Reproduce all of the entries below exactly, without a single change.

+ + + +

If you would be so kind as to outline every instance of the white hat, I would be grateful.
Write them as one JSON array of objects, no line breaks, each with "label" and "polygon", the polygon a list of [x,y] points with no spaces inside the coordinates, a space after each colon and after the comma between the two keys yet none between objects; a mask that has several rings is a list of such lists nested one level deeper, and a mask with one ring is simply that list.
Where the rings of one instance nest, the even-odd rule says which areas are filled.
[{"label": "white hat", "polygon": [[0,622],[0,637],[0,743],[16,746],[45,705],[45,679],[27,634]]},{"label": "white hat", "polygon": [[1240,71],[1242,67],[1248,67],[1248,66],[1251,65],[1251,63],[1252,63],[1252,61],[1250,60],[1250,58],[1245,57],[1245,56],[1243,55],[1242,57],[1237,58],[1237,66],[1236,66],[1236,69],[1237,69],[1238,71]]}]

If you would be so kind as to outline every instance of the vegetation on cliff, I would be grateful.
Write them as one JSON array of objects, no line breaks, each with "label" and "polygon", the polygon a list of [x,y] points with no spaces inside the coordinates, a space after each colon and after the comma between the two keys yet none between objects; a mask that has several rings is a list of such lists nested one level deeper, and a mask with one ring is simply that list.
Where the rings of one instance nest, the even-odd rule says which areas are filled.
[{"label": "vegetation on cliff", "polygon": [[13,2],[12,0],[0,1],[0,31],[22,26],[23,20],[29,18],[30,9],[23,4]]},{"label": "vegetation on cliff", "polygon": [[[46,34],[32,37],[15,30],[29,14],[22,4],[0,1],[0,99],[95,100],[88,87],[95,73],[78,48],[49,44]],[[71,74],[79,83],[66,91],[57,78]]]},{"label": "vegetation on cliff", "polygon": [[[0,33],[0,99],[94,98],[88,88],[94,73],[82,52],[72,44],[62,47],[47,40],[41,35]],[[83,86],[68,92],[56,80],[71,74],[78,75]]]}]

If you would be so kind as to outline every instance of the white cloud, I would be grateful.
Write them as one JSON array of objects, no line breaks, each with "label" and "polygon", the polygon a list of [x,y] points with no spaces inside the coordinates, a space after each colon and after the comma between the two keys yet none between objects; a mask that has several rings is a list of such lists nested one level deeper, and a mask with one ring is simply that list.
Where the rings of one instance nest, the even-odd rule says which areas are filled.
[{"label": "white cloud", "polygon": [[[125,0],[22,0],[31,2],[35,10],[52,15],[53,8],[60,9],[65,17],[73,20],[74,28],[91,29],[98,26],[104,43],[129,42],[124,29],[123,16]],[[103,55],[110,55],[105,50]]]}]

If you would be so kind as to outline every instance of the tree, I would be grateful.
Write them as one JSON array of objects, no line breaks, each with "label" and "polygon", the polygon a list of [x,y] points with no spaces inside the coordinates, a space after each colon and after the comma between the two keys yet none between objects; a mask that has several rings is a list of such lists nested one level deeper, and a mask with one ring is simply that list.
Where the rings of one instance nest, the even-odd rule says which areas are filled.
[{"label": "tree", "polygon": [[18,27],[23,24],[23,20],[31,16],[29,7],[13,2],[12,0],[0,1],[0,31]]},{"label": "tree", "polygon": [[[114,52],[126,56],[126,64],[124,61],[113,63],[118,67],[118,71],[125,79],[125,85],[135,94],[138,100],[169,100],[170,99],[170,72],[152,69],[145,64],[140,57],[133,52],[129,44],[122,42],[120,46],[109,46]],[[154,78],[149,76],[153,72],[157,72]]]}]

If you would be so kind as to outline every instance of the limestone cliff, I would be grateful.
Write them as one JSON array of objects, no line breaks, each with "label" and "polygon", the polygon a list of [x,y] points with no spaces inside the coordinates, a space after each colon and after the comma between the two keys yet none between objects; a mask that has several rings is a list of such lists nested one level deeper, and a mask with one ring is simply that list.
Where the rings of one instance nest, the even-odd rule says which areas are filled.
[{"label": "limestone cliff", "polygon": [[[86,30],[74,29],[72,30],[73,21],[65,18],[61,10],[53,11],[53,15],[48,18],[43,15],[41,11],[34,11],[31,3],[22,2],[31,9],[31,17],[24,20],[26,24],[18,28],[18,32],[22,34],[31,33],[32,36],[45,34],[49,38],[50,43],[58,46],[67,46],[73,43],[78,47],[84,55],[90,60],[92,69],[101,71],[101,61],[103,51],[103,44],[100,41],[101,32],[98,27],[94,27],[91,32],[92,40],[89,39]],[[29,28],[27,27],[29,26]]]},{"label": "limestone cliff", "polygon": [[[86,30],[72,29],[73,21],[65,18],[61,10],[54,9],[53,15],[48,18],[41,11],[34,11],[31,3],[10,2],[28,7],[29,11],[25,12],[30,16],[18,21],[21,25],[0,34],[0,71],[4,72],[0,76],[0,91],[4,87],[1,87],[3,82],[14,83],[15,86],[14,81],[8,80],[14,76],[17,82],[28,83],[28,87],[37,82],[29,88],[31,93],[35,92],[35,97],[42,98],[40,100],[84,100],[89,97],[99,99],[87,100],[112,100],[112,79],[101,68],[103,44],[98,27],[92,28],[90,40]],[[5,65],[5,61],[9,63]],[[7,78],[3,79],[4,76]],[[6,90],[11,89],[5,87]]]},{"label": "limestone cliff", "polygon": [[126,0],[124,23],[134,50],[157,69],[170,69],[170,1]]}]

+ + + +

» **Solved problem**
If you would be so kind as to outline every instance of the white hat, I would be grateful.
Write them as one JSON array of objects, no line breaks, each with "label" and "polygon", the polygon a list of [x,y] points with no spaces inside the coordinates, a space after each colon and after the comma between the two keys yet none between objects; a mask that has several rings is a list of such lists nested one level deeper, and a mask with one ring is simply that list.
Where the rings of one instance nest, the even-odd rule says which areas are filled.
[{"label": "white hat", "polygon": [[0,622],[0,637],[0,743],[16,746],[45,705],[45,679],[27,634]]},{"label": "white hat", "polygon": [[1240,71],[1242,67],[1248,67],[1248,66],[1251,65],[1251,63],[1252,63],[1252,61],[1250,60],[1250,58],[1245,57],[1245,56],[1243,55],[1242,57],[1237,58],[1237,66],[1236,66],[1236,69],[1237,69],[1238,71]]}]

If you would be so kind as to outline every instance of the vegetation on cliff, I would be grateful.
Write them as one JSON array of objects, no line breaks, each with "label" and "polygon", the polygon a list of [x,y] points with no spaces inside the coordinates, a space after each colon and after the comma between the two keys yet none between objects; a mask that has several rings is a list of such lists nested one level deeper, and a mask with one ring is simply that list.
Where the rings of one instance nest, the even-odd rule says which areas are filled.
[{"label": "vegetation on cliff", "polygon": [[13,2],[12,0],[0,1],[0,31],[22,26],[23,20],[29,18],[30,9],[23,4]]},{"label": "vegetation on cliff", "polygon": [[[46,34],[32,37],[15,30],[29,14],[22,4],[0,1],[0,99],[95,100],[88,87],[95,73],[78,48],[49,44]],[[71,74],[79,83],[66,91],[57,78]]]},{"label": "vegetation on cliff", "polygon": [[[0,33],[0,99],[94,98],[88,88],[94,73],[82,52],[72,44],[62,47],[47,40],[41,35]],[[83,86],[68,92],[56,80],[71,74],[78,75]]]}]

If you would be so kind as to outline every instance of the white cloud, I would be grateful.
Write them as one JSON array of objects, no line breaks, each with "label" and "polygon", the polygon a list of [x,y] points with no spaces inside the coordinates, a space after each colon and after the comma between the two keys yet none between objects; a mask that has several rings is a list of such lists nested one level deeper, and a mask with one ring is simply that list.
Where the rings of one instance nest, the even-odd rule says which areas are filled.
[{"label": "white cloud", "polygon": [[[125,0],[22,0],[31,2],[35,10],[52,15],[53,8],[60,9],[65,17],[73,20],[74,28],[91,29],[98,26],[104,43],[129,42],[124,29],[123,16]],[[103,55],[110,55],[105,50]]]}]

If you would be so kind as to outline every instance of the tree, I would be grateful.
Write them as one JSON array of objects, no line breaks, each with "label" and "polygon", the polygon a list of [x,y] points with no spaces inside the coordinates, a space after each colon and after the comma between the two keys yet none between objects; a mask that has several rings is a list of such lists nested one level deeper, and a mask with one ring is simply that list.
Where the rings of one instance nest, the even-odd rule says which areas are filled.
[{"label": "tree", "polygon": [[18,27],[23,24],[23,20],[31,16],[29,7],[13,2],[12,0],[0,1],[0,31]]},{"label": "tree", "polygon": [[[114,52],[126,56],[126,64],[124,61],[113,63],[118,67],[118,71],[125,79],[125,85],[135,94],[138,100],[169,100],[170,99],[170,72],[152,69],[145,64],[140,57],[133,52],[129,44],[122,42],[120,46],[109,46]],[[154,78],[149,76],[153,72],[157,72]]]}]

If you would be so kind as to outline every instance of the limestone cliff, I would be grateful.
Write them as one JSON array of objects, no line breaks, each with "label" and "polygon", the polygon a list of [x,y] points with no spaces inside the coordinates, a space after each colon and after the comma between the two keys yet none between objects; a mask that has several rings is a list of such lists nested one level deeper, and a mask with one ring is simply that list.
Where the rings of one instance nest, the even-odd rule says which areas are filled.
[{"label": "limestone cliff", "polygon": [[[86,30],[74,29],[72,30],[73,21],[65,18],[61,10],[53,11],[53,15],[48,18],[43,15],[41,11],[34,11],[31,3],[22,2],[31,9],[31,17],[24,20],[26,24],[18,28],[18,32],[22,34],[31,33],[32,36],[45,34],[49,38],[50,43],[58,46],[67,46],[73,43],[78,47],[84,55],[90,60],[92,69],[101,71],[101,61],[103,51],[103,44],[100,41],[101,32],[98,27],[94,27],[91,32],[92,40],[89,39]],[[29,28],[27,27],[29,26]]]},{"label": "limestone cliff", "polygon": [[[86,30],[72,29],[73,21],[65,18],[61,10],[54,9],[53,15],[48,18],[41,11],[34,11],[31,3],[10,2],[28,7],[29,11],[25,12],[30,16],[18,21],[21,25],[0,34],[0,71],[4,72],[0,76],[0,91],[4,87],[1,87],[3,82],[14,83],[15,86],[14,81],[8,80],[14,76],[17,82],[28,83],[28,87],[37,82],[29,88],[31,93],[35,92],[35,97],[42,98],[40,100],[84,100],[89,97],[99,99],[87,100],[112,100],[112,79],[101,68],[103,44],[98,27],[92,28],[90,40]],[[5,65],[5,61],[9,63]],[[7,78],[3,79],[4,76]],[[6,90],[11,89],[5,87]]]},{"label": "limestone cliff", "polygon": [[126,0],[124,23],[134,50],[157,69],[170,69],[170,1]]}]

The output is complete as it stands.